= Exercise details =
Count the lines of the material below that contain the string "Dataset", matching case exactly. Reply with the number alone.

= Given data =
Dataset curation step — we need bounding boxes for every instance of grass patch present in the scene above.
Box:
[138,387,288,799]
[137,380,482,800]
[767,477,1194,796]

= Output for this exercise =
1